===== SUPPLIED MATERIAL

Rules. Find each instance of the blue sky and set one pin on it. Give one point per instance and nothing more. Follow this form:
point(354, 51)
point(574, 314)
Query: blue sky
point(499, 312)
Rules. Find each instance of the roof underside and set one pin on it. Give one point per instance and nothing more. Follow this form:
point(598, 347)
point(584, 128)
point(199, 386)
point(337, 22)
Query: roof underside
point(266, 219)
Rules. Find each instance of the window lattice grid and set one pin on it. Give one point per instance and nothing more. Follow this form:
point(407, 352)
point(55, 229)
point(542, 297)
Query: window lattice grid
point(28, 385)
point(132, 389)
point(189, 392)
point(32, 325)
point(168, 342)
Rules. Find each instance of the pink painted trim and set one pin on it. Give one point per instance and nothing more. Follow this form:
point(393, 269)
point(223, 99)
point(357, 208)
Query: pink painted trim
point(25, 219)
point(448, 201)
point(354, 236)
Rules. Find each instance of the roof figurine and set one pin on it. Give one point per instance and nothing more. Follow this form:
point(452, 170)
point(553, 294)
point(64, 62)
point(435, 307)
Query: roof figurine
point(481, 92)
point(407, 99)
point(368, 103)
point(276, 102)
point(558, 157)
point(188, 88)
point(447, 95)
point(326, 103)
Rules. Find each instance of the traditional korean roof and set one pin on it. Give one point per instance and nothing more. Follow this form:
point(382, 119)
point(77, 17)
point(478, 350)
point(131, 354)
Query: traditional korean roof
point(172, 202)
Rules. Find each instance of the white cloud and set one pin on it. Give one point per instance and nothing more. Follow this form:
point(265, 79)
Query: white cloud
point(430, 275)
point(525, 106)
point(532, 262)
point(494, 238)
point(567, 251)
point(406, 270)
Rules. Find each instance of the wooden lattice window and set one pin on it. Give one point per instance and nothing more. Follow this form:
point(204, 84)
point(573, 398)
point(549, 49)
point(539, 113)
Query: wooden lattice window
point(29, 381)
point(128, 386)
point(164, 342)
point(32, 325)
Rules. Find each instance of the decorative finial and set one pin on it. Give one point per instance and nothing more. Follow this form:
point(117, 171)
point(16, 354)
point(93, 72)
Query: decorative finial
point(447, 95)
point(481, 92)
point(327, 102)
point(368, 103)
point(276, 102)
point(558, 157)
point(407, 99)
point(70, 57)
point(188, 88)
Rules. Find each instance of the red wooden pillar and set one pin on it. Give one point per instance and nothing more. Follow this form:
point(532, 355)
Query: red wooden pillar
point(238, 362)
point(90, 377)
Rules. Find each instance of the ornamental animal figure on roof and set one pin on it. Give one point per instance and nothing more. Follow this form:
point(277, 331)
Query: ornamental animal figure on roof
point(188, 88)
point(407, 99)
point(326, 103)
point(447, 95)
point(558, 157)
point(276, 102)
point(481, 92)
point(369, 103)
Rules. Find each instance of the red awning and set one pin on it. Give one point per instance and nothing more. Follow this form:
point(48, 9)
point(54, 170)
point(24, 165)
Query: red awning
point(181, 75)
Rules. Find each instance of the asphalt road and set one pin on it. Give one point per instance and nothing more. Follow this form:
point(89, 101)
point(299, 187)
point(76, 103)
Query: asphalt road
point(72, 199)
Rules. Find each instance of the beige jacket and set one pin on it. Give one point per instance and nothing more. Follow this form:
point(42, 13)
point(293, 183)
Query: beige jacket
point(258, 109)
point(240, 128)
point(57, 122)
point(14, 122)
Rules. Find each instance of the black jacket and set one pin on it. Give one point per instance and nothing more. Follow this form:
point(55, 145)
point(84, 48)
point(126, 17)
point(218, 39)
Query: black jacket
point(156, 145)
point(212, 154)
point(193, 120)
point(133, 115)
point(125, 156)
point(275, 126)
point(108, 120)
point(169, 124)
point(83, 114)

==========

◆ AIM ◆
Reproduce word for word the lines of the material above, starting at the line that contains "Rules. Find each instance of the wooden" and ending at the line that contains "point(181, 75)", with both of those lines included.

◆ THE REPLY ◆
Rules. Find each instance of the wooden lattice window and set one pin on it. Give one point per instance and nothing more. Follow this form:
point(204, 84)
point(573, 398)
point(549, 49)
point(539, 113)
Query: wooden lattice window
point(29, 381)
point(128, 386)
point(164, 342)
point(32, 325)
Rules. Find each instance of the decorative finial and set one pin on it. Give one point per instance and nothing more. Follow this form:
point(117, 171)
point(16, 354)
point(93, 72)
Query: decorative finial
point(447, 95)
point(481, 92)
point(327, 102)
point(368, 103)
point(276, 102)
point(558, 157)
point(407, 99)
point(70, 57)
point(188, 88)
Rules. Find each instance of the red wooden pillar and set one pin on it. Give one point per instance and nothing more. Follow this form:
point(532, 355)
Query: red wooden pillar
point(238, 362)
point(90, 377)
Rules. Find each instance of the ornamental animal figure on roof and set one pin on it. Give one point per instance and nothing more. Follow this form:
point(277, 331)
Query: ornamental animal figure on roof
point(188, 88)
point(407, 99)
point(326, 103)
point(447, 95)
point(558, 157)
point(276, 102)
point(481, 92)
point(369, 103)
Rules. Find each instance of the red awning and set one pin on it. Give one point per instance and nothing more. Follow this form:
point(48, 9)
point(54, 170)
point(24, 165)
Query: red awning
point(181, 75)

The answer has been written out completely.